# TASK DETAILS:
Count the lines in the entries below that contain the word "appear". Reply with the number only.

# LISTED ENTRIES:
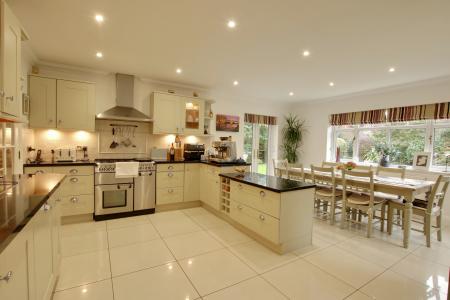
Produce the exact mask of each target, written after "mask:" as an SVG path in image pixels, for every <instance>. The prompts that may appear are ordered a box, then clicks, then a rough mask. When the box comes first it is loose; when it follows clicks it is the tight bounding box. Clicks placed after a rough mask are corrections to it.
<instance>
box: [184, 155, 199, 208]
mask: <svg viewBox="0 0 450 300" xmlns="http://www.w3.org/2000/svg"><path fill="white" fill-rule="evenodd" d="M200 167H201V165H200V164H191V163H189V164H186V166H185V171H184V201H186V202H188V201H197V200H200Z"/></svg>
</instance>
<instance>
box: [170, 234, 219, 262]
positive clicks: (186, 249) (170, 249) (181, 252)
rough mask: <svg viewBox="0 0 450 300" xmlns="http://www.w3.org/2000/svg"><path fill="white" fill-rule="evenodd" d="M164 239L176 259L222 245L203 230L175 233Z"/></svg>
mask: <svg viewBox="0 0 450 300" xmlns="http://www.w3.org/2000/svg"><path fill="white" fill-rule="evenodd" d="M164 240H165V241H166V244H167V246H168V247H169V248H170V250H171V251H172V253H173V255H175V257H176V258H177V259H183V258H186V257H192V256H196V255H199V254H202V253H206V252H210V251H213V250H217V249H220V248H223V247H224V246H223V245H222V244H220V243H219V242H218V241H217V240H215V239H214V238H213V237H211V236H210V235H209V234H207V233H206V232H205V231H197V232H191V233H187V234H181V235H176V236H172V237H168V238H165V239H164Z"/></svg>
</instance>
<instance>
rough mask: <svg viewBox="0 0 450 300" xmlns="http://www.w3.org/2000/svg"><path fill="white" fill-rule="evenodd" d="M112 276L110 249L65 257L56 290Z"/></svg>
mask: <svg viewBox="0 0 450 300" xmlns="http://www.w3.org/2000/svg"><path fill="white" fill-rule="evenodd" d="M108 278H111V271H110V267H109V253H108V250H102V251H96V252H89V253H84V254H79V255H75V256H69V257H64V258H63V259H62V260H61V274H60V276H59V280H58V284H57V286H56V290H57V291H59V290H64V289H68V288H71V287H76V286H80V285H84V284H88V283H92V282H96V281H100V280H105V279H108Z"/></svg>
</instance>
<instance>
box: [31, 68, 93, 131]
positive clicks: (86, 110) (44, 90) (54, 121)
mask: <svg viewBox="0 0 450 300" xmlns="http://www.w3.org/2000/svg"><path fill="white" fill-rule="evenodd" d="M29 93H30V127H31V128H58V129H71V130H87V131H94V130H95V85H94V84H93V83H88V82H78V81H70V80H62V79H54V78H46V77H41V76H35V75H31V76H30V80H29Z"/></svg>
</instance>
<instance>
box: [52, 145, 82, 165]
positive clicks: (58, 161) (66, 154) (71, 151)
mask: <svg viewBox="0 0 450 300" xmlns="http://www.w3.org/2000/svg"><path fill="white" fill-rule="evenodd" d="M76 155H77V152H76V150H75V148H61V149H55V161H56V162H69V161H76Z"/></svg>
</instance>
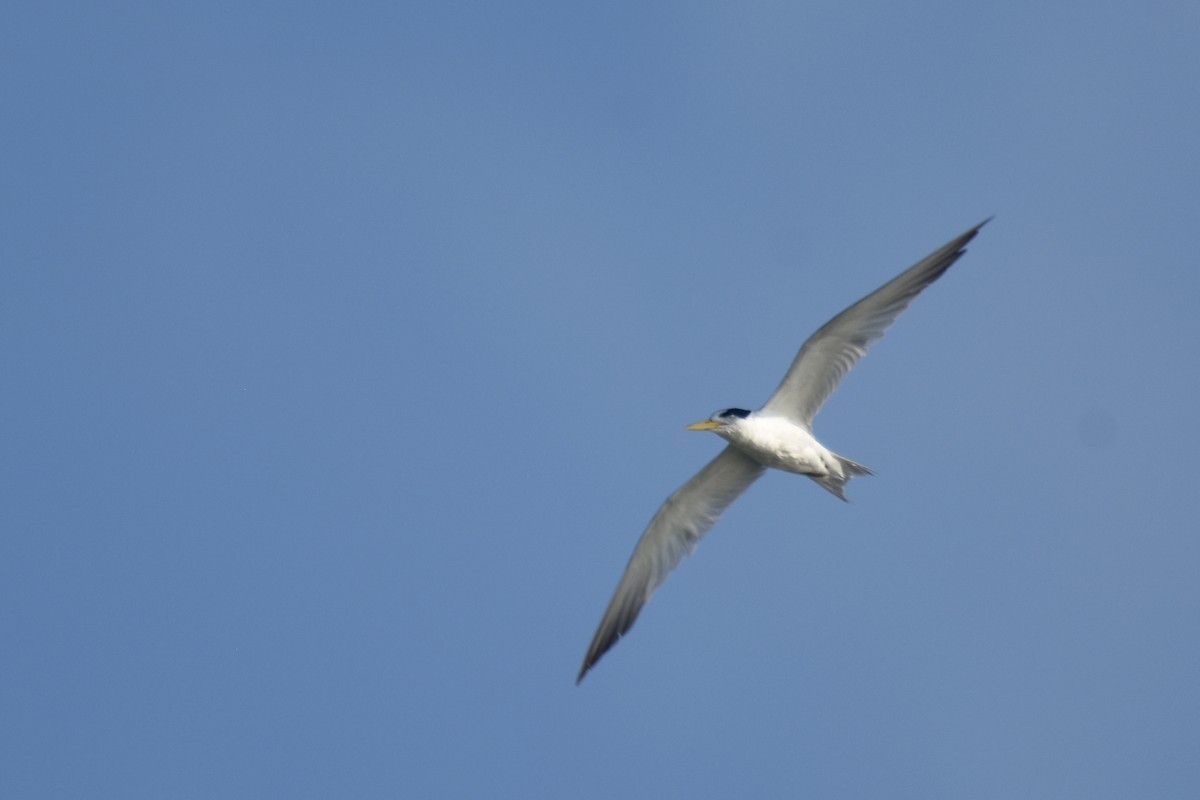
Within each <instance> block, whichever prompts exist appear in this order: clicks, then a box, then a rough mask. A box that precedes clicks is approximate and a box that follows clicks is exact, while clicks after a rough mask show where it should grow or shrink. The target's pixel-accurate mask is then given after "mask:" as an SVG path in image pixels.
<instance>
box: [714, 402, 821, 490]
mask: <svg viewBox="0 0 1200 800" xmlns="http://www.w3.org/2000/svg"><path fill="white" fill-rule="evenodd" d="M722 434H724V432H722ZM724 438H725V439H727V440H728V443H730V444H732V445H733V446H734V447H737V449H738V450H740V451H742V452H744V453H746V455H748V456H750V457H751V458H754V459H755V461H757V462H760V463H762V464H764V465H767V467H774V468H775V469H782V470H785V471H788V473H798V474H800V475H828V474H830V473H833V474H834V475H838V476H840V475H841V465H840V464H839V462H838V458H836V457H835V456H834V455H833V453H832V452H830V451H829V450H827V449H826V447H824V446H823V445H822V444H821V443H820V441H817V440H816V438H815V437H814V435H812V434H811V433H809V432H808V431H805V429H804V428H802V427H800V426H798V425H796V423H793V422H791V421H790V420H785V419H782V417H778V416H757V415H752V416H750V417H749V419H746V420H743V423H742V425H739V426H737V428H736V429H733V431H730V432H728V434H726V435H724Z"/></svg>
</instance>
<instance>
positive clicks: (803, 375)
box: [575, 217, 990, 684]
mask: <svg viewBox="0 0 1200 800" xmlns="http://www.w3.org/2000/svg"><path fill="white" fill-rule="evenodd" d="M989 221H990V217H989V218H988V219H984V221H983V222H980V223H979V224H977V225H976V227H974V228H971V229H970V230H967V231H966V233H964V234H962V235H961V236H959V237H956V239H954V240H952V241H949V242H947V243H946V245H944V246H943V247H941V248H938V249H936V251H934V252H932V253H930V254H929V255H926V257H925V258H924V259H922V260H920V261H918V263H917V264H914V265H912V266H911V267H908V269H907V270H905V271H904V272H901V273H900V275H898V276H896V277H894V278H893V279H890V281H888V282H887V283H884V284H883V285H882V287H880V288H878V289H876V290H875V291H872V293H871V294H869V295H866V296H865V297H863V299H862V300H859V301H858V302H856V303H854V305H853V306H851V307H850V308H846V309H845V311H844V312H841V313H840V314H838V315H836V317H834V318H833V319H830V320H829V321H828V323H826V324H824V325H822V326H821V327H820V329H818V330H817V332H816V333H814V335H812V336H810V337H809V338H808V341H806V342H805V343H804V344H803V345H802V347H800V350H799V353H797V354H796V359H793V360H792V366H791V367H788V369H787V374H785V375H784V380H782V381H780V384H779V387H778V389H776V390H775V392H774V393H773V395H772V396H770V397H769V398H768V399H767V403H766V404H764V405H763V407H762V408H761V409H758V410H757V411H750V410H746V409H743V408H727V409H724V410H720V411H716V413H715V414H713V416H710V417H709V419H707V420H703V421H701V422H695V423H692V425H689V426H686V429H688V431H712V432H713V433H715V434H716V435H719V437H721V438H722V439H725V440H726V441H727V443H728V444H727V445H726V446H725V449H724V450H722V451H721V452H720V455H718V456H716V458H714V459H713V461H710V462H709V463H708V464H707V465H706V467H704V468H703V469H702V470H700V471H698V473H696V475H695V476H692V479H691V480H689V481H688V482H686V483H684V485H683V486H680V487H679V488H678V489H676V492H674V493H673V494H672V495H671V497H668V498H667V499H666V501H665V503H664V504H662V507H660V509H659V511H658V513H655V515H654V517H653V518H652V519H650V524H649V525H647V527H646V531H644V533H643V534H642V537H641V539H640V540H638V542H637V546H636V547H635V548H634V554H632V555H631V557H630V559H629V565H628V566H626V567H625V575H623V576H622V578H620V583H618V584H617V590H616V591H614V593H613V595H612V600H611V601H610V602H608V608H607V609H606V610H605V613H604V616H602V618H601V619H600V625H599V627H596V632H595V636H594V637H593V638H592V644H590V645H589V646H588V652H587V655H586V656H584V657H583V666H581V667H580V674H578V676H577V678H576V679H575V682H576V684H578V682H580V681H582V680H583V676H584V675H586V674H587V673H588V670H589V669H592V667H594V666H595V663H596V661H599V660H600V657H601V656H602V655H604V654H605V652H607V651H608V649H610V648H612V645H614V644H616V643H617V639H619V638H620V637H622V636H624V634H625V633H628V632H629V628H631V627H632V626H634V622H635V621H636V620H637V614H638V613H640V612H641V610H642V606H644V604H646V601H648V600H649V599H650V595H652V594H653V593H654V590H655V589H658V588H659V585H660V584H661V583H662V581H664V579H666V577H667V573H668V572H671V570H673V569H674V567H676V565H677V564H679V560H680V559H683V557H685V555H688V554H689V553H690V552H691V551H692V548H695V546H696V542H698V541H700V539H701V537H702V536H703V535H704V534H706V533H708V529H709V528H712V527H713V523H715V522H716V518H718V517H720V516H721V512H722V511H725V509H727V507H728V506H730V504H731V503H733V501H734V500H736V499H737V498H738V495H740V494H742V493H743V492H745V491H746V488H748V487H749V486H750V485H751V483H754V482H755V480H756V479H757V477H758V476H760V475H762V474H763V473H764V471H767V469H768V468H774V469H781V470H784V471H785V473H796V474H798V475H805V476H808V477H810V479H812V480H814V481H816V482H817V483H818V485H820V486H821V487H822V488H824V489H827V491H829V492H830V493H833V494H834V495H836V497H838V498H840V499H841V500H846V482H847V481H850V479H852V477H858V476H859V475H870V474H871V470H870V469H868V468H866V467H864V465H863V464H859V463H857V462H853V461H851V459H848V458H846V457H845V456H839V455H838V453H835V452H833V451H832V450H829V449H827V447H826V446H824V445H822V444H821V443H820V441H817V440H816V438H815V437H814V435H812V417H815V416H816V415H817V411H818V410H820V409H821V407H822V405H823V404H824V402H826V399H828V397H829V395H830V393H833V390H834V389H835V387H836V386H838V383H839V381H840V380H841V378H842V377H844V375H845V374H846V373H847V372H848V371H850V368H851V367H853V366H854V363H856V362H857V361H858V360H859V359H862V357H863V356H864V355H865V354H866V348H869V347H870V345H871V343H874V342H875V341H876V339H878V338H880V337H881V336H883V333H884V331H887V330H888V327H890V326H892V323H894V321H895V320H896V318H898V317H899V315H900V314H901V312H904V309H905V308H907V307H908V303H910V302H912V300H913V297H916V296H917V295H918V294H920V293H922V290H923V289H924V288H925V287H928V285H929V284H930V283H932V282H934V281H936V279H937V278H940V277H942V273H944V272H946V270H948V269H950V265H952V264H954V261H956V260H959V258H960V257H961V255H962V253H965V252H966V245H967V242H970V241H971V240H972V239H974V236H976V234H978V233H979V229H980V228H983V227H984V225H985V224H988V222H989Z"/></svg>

# EXERCISE ANSWER:
2